Na base da felicidade estão, pelo menos em tese, o sossego e a paz de espírito, e é razoável supor que a maioria dos seres humanos corra atrás de dinheiro em busca de mais segurança e sossego.


Os limites individuais disso variam enormemente. Eu seria feliz com o suficiente para viajar sempre que me desse na telha e para não precisar me preocupar com o futuro dos próximos seis meses. Há quem, embora não ligue para viagens, não abra mão, nos seus sonhos, de um carro zerinho. De preferência blindado. Há quem queira uma casa no campo ou na praia; um veleiro. E há os que, pura e simplesmente, querem só ficar de barriga pra cima e não mexer mais uma palha.

Compreendo qualquer espécie de sonho, assim como compreendo que pessoas com diversos degraus na escadaria da ambição dediquem-se com maior ou menor empenho à realização dos seus objetivos. Só não entendo para que passar a vida caçando dinheiro quando já se tem mais do que se pode gastar em várias gerações, e quando, na esteira do excesso de pecúnia, vem uma bagagem medonha de desassossego. De que adianta ter toda a grana do mundo e entrar no escritório às sete sem hora para sair, não confiar na própria sombra, não gostar de comida, sexo ou conversa fiada, trabalhar sem parar e viver com medo da polícia?! Isso lá é vida?!

Daniel Dantas, por exemplo. Foi preso, solto, preso e, sem nenhuma surpresa para ninguém, solto novamente (está na hora de investigar o juiz que o soltou, não o que o prendeu). Pergunto: isso vale a pena (jurídica)?! O inconveniente, o estresse, as manchetes nos jornais, para não falar da noite com o Pitta na mesma cela?! A Polícia Federal que me perdoe, mas esse cara não tem que ser preso, tem que ir para um hospício.

Sei que o que não falta ao dr. Dantas é advogado, mas apresento, a título de contribuição à sua defesa, essa mais que legítima tese de insanidade mental. O meu PF (não é Policia Federal, é Por Fora) a gente discute depois.

- Você, mais uma vez, não entendeu nada - dizem as pessoas que nunca entendem nada. - O que faz a cabeça de um tipo assim não é dinheiro, é poder.


Poder. Perfeito. Ainda assim, para que serve o poder pelo poder, já que não consta que, em nenhum momento, o dr. Dantas tenha tentado mudar o mundo? Serve, sejamos sinceros, para aquela coisa rasteira e menor que motiva os políticos brasileiros, vale dizer, descolar uma vida mansa e interessante às custas do contribuinte. E para juntar mais dinheiro - o que nos leva de volta à casa um. A questão é que, para usufruir disso, é preciso ter algo que se pareça minimamente com uma vida. Chegar ao escritório às sete sem hora para sair, não confiar em ninguém, blá blá blá... Repito: isso lá é vida?!

--------

### TAREFA PROPOSTA 1
Resuma em duas frases a crônica sobre dinheiro e felicidade.
### TAREFA PROPOSTA 2
Dê continuidade à crônica sobre dinheiro e felicidade a partir do ponto em que ela para.

--------

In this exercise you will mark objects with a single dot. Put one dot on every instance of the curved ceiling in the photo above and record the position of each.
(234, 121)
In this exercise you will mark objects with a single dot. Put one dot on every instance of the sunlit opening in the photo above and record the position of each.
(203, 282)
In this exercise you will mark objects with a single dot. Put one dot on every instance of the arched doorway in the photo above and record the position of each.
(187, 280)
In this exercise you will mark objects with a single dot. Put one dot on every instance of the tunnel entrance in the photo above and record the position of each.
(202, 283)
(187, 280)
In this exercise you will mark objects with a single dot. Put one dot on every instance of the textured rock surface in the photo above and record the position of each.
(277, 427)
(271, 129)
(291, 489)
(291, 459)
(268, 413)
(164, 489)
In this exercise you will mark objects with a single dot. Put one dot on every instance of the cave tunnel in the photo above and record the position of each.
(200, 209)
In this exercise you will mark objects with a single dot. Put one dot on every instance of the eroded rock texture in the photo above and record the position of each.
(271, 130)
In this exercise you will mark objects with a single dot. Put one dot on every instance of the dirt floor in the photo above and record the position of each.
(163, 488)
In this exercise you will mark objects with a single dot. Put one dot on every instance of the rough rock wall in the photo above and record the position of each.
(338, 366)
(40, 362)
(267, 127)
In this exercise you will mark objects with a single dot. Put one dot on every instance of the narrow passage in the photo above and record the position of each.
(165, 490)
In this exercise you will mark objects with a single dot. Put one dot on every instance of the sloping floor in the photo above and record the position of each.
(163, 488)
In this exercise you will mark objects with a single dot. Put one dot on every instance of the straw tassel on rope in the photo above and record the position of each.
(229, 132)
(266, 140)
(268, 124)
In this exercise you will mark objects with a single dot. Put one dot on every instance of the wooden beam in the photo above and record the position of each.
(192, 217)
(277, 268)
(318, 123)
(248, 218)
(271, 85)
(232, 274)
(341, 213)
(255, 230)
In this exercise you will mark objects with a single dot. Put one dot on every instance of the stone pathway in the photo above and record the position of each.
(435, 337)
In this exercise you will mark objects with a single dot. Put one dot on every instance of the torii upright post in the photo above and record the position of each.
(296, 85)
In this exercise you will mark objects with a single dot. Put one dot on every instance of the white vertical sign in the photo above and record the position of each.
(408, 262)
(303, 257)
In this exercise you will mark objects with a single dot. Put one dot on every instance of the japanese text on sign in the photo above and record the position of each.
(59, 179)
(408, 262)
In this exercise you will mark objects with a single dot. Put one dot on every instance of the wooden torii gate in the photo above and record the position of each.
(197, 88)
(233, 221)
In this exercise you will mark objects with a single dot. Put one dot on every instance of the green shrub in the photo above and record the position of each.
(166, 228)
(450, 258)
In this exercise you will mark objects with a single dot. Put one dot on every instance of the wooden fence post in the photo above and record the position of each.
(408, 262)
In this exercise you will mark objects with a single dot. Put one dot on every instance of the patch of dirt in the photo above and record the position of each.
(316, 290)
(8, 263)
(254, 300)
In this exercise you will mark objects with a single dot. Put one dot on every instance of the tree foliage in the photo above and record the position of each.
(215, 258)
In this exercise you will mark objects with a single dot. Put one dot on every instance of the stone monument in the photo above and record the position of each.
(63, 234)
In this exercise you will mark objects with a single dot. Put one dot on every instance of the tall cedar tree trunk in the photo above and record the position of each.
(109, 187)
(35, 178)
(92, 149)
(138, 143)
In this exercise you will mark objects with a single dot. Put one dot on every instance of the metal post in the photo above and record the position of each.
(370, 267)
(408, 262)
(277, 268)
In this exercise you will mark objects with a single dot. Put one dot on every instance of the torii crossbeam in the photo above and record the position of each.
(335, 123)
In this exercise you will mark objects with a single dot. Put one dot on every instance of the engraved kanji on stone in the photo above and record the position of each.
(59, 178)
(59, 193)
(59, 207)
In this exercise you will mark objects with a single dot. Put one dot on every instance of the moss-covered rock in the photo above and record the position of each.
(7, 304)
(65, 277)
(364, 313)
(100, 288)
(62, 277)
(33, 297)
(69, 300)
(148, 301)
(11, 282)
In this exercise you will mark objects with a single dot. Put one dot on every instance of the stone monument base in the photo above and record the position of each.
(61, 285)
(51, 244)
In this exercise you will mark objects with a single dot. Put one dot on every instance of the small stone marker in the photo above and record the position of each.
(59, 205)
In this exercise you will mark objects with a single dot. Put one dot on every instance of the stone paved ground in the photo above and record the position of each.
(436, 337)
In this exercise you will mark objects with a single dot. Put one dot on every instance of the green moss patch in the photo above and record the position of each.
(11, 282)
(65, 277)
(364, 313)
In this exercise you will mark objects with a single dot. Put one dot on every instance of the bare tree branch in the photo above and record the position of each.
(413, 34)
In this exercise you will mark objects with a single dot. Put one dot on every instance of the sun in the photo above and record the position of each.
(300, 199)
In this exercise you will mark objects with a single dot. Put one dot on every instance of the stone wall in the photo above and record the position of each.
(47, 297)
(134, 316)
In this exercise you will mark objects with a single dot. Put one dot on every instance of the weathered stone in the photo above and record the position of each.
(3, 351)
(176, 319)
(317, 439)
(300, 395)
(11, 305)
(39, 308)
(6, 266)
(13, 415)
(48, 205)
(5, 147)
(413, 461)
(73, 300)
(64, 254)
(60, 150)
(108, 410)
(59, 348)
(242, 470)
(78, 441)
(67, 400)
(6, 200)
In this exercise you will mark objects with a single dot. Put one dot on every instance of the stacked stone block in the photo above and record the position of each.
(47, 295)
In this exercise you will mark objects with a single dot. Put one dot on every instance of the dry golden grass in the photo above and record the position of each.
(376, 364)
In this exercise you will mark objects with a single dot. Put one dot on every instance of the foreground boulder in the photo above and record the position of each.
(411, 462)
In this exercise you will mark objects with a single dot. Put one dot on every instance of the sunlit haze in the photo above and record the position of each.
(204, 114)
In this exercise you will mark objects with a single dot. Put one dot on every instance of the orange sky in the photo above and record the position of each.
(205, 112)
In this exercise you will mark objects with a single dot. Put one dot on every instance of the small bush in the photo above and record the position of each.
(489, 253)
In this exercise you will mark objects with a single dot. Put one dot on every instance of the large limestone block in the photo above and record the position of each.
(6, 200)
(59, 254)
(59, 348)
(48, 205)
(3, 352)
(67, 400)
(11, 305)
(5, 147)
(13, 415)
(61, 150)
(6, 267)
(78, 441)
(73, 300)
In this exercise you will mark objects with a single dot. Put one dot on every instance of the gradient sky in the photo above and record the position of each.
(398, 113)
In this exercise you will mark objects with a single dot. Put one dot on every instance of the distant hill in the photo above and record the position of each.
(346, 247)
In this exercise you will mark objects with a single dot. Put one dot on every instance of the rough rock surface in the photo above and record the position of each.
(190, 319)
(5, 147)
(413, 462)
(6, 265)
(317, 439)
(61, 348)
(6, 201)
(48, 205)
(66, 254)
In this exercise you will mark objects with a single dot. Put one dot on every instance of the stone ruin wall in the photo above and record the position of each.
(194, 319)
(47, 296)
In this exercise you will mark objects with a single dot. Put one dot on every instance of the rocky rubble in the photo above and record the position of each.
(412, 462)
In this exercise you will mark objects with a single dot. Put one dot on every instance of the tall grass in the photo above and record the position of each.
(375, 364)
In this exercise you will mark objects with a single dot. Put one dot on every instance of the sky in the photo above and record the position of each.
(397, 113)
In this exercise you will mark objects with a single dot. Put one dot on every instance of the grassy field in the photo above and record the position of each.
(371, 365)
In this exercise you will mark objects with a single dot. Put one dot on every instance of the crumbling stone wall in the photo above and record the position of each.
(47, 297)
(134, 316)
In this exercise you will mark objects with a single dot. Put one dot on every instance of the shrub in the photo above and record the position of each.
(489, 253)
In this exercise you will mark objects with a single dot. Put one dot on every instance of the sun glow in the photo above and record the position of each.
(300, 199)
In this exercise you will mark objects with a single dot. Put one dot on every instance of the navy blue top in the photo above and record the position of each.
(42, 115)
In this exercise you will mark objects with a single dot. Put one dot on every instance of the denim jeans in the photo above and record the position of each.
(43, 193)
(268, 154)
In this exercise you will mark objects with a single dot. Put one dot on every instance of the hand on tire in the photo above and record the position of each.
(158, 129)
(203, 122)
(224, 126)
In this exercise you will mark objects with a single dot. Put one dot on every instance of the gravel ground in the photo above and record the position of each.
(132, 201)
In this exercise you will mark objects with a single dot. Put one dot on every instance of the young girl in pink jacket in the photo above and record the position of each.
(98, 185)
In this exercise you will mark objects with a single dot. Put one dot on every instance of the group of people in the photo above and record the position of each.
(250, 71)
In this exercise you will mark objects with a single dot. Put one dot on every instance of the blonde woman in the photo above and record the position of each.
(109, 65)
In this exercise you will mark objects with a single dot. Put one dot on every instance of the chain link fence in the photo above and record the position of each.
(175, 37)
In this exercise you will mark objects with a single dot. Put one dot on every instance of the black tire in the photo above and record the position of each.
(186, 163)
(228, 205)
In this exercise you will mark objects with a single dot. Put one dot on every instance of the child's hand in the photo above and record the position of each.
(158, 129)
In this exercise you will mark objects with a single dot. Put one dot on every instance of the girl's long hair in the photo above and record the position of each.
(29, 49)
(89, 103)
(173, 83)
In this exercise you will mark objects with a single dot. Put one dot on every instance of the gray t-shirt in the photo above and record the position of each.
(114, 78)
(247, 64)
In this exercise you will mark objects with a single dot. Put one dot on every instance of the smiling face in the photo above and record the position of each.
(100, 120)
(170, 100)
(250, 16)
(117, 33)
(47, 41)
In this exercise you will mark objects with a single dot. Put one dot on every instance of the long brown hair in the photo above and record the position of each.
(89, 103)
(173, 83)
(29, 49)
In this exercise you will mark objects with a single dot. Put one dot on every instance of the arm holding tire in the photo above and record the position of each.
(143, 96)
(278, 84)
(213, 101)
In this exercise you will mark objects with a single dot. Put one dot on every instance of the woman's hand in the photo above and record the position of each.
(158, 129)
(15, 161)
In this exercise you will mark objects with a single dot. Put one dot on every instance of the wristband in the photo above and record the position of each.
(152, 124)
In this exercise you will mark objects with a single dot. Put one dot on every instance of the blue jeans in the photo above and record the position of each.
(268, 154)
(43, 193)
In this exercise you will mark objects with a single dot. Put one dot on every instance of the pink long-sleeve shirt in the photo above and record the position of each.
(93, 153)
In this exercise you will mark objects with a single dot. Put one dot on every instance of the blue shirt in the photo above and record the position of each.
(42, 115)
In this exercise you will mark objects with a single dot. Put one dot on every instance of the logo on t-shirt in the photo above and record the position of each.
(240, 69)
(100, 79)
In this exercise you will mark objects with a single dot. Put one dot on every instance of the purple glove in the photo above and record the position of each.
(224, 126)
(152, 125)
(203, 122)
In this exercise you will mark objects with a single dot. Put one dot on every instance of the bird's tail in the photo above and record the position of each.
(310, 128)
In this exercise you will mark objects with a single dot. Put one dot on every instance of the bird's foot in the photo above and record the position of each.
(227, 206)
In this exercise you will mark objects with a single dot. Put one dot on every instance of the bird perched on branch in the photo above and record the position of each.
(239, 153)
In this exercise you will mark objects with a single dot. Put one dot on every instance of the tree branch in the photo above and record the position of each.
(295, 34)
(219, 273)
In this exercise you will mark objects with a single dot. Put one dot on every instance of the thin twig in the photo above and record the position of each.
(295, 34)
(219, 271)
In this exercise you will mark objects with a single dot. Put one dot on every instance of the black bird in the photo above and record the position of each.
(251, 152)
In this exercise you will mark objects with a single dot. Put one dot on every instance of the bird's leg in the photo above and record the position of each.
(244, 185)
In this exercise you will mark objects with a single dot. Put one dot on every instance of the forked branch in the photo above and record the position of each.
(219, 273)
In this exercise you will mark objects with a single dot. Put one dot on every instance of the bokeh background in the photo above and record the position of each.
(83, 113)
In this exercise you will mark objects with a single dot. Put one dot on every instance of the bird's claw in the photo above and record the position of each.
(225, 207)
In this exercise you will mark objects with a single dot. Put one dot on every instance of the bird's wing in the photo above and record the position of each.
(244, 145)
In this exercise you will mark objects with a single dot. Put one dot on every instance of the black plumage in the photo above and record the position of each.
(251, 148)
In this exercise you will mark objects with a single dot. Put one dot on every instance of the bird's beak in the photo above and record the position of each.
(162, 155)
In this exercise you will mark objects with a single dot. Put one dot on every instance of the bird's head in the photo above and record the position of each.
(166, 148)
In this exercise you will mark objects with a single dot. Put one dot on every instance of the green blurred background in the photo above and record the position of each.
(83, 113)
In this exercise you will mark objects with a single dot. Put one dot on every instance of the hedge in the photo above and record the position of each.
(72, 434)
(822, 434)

--------

### RESULTADO FINAL 1
Segundo a crônica, é razoável supor que a maioria das pessoas busque dinheiro por segurança e sossego, com sonhos que variam muito. No entanto, não faz sentido continuar caçando dinheiro quando já se tem mais do que várias gerações poderiam gastar, e o exemplo de Daniel Dantas mostra que nem o poder justifica uma vida de desassossego, trabalho sem parar e medo da polícia, já que esse poder só serve para uma vida mansa às custas do contribuinte e para juntar mais dinheiro.

### RESULTADO FINAL 2
Nessa história de dinheiro, por sinal, o exemplo de casa é sempre muito importante. Vejam o caso do Eike, esse rapaz simpático que me conquistou quando disse que queria despoluir a Lagoa. Ele teve um ótimo exemplo em casa. O pai era ministro das Minas e Energia, e ele, visionariamente, comprou umas terrinhas lá nos cafundós onde, logo depois, descobriu-se uma mina de ouro. Daquelas bem reluzentes.


Já eu segui os passos dos meus pais, ambos professores. Por isso eu, em vez de comprar umas terrinhas auríferas, como faria qualquer jovem bem orientada, dei de sair comprando livros. Francamente! Aí está o resultado - o Eike comprando minas até hoje, e eu aqui até hoje comprando livros. Moral: um mau exemplo na infância ferra a pessoa para o resto da vida.


Ultimamente, meu consolo de pobre são as "edições limitadas".


Encomendei um produto para cabelo. É uma loção chamada Complexe 5, que existe há pelo menos 20 anos, e que, dessa vez, veio numa embalagem completamente diferente daquela à qual estou habituada. Olhei com mais atenção: na parte de trás está escrito "Édition limitée, 06325/20000".


Notem que não se trata de um perfume com frasco de cristal numerado e valor de coleção, nada disso; trata-se de um prosaico tônico capilar, com a velha fórmula de sempre, que tenta afagar o meu ego classe média com a falsa sensação de usar algo exclusivo.


Depois foi a coleção do "Blade runner", que saiu numa caixa com a (má) edição do diretor e a outra, que foi exibida nos cinemas, e da qual eu tinha tanta saudade. Há muitas outras alegrias na caixa, a começar por ela mesma, que parece uma maletinha: a versão final de Ridley Scott; a que foi exibida nos cinemas americanos; um DVD cheio de extras; uma miniatura do spinner; um unicorniozinho prateado... Enfim, um tesouro, mas um tesouro humilde, que me custou US$63 na Amazon (parte da fortuna da Amazon vem das minhas economias). Pois, no fundo da caixa, o que se lê? "Limited edition, 035913/103000". Não! Vocês acreditam?


Vocês estão lendo uma das 103 mil pessoas que possuem essa exclusivíssima caixa!!!


Eu ainda não tinha me recuperado da emoção deste privilégio quando, lendo a embalagem do iogurte no café da manhã, dei com uma barrinha dourada que nunca vira antes. E adivinhem o que está escrito lá? Ganha um doce quem responder "edição limitada".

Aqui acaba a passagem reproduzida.